_Selected passage_
▼▼▼

Hypothyroidism is a health issue that occurs when the thyroid gland doesn’t produce enough hormones. According to healthcare professionals, thyroid hormones regulate metabolism, cell and tissue repair as well as growth, among other essential bodily functions. People with hypothyroidism experience weight gain, hair loss, cold sensitivity, depression, fatigue, and a variety of other symptoms. Diet and lifestyle modifications may ultimately help improve thyroid function. In the following article, we will discuss the best diet as well as what foods to eat and what foods to avoid with hypothyroidism.
What is Hypothyroidism?
The thyroid gland is a butterfly-shaped organ found in the center of the neck. It produces hormones that affect almost every cell and tissue in the human body. When the thyroid hormones are low, the pituitary gland, a small gland found in the base of the brain, sends a signal, known as the thyroid-stimulating hormone (TSH), which causes the thyroid gland to release necessary hormones into the bloodstream. Occasionally, the thyroid gland doesn’t release enough hormones even when there is enough TSH. This is referred to as primary hypothyroidism and it’s one of the most common types of thyroid dysfunction.
Approximately 90 percent of primary hypothyroidism cases occur due to Hashimoto’s thyroiditis, an autoimmune disease that causes a person’s own immune system to attack and destroy the thyroid gland. Primary hypothyroidism may also occur due to iodine deficiency, genetic disorders, drugs and/or medications as well as surgery. In other cases, the thyroid gland won’t receive enough TSH signals. This happens when the pituitary gland isn’t functioning properly and it’s referred to as secondary hypothyroidism. Thyroid hormones regulate our metabolism which helps turn the foods we eat into energy.

▲▲▲

[Referring expression data]
▼▼▼

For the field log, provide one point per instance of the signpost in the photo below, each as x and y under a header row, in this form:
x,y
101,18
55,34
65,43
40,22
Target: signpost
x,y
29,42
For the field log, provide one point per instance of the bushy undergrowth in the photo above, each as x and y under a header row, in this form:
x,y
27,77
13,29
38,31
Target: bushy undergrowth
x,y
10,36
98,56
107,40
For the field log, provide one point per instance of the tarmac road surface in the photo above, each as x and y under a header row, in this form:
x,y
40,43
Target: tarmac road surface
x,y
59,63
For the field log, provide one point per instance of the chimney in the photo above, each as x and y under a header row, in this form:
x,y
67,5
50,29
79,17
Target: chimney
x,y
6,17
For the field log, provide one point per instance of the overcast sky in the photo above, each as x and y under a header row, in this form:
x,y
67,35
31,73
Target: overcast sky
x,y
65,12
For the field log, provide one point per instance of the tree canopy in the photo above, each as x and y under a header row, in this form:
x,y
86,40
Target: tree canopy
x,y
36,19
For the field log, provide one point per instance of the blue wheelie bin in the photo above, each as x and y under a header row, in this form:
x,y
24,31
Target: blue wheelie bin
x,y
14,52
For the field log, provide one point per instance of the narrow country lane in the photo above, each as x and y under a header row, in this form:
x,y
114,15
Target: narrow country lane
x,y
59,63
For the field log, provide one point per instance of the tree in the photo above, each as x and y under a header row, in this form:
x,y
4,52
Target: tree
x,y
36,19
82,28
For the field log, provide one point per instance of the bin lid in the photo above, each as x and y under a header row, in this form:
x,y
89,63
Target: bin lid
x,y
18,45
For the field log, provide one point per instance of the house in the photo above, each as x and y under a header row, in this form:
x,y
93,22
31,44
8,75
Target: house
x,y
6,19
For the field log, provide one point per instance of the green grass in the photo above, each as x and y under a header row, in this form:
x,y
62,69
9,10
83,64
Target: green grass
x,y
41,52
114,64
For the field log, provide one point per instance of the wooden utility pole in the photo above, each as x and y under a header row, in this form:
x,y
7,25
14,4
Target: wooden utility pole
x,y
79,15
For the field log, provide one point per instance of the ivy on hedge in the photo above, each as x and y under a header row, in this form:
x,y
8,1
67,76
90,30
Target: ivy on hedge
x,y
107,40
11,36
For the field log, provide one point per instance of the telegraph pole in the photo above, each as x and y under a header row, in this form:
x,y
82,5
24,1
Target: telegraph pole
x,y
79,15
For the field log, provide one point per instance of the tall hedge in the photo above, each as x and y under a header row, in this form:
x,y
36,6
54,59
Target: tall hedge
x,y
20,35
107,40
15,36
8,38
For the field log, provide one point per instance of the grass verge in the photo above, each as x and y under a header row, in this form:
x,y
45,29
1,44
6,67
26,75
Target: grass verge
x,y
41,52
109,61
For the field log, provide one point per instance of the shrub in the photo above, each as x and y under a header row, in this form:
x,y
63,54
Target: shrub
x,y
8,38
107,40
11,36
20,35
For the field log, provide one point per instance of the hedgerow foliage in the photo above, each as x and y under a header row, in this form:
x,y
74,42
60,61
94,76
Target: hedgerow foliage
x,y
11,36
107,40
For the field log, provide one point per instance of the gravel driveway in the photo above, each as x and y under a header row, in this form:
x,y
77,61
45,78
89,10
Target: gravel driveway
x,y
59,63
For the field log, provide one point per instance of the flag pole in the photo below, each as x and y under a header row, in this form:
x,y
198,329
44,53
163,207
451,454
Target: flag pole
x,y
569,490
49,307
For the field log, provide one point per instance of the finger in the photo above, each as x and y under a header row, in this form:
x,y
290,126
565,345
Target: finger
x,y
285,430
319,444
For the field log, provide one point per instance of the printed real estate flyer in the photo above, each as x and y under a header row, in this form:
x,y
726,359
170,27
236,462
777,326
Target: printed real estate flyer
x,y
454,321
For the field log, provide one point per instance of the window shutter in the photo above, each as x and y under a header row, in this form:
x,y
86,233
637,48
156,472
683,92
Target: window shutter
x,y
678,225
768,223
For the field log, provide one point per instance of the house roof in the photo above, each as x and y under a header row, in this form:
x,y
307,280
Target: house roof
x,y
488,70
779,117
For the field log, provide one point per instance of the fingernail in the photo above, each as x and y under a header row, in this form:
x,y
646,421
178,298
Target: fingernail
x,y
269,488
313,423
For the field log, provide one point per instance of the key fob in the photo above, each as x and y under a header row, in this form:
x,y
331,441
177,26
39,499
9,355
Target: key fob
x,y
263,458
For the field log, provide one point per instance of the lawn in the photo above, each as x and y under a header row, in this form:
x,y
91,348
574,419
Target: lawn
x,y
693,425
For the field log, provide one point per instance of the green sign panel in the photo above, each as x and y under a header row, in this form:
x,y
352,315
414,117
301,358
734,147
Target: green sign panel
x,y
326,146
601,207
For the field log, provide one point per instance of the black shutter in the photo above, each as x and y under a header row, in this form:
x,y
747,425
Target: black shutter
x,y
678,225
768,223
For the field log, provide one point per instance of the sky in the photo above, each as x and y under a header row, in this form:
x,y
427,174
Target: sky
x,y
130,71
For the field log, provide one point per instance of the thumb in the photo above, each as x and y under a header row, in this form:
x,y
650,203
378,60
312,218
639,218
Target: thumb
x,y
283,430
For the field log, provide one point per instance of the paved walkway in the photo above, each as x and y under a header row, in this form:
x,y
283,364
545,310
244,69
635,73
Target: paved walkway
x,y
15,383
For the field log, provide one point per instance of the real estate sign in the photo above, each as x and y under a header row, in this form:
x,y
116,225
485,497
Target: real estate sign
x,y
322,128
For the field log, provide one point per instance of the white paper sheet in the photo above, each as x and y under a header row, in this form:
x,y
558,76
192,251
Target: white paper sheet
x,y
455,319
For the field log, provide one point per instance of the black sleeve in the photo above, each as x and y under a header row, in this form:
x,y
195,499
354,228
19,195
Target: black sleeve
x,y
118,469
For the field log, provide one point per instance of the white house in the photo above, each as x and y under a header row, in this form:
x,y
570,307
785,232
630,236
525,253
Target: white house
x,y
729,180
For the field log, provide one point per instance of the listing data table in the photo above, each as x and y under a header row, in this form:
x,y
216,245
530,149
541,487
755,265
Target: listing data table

▲▲▲

_Tasks to complete_
a – In the hypothyroidism article, rewrite the part between "What is Hypothyroidism?" and "of thyroid dysfunction.", inclusive, swapping "butterfly-shaped" for "bow-tie-shaped".
b – According to the hypothyroidism article, roughly what share of primary hypothyroidism cases are due to Hashimoto's thyroiditis?
c – Carry on writing the hypothyroidism article, starting right after its final sentence.

_Written answers_
a –
What is Hypothyroidism?
The thyroid gland is a bow-tie-shaped organ found in the center of the neck. It produces hormones that affect almost every cell and tissue in the human body. When the thyroid hormones are low, the pituitary gland, a small gland found in the base of the brain, sends a signal, known as the thyroid-stimulating hormone (TSH), which causes the thyroid gland to release necessary hormones into the bloodstream. Occasionally, the thyroid gland doesn’t release enough hormones even when there is enough TSH. This is referred to as primary hypothyroidism and it’s one of the most common types of thyroid dysfunction.

b – Approximately 90 percent.

c –
Foods to Eat with Hypothyroidism
Thyroid hormones can help regulate the speed of our metabolism. Faster metabolisms ultimately burn much more calories. However, because people with hypothyroidism produce fewer thyroid hormones, their metabolism slows down and burns much less calories. Slower metabolisms can cause a variety of health issues, such as increased fatigue, blood cholesterol levels, and weight gain. Research studies found that eating a balanced diet can help increase the rate of metabolism. There are a variety of foods that can also help improve overall health and wellness in people with hypothyroidism, including:
- fruits, including bananas, berries, oranges, tomatoes, etc.
- vegetables, including moderate amounts of cooked, cruciferous vegetables
- gluten-free grains and seeds, including rice, buckwheat, quinoa, chia seeds, and flax seeds
- dairy, including milk, cheese, yogurt, etc.
- eggs (eating whole eggs is often recommended)
- fish, including tuna, halibut, salmon, shrimp, etc.
- meat, including beef, lamb chicken, etc.
- water and other non-caffeinated beverages
Essential Nutrients for Hypothyroidism
Iodine is an essential mineral that’s used to produce thyroid hormones. People with iodine deficiency may have an increased risk of developing hypothyroidism. Iodine deficiency is a common health issue that affects almost one-third of the population worldwide. If you have an iodine deficiency, consider adding iodized table salt to your meals or eating more iodine-rich foods, such as seaweed, fish, dairy, and eggs. Iodine supplements are unnecessary, as you can get plenty of iodine from your diet. Doctors have also found that getting too much iodine can damage the thyroid gland.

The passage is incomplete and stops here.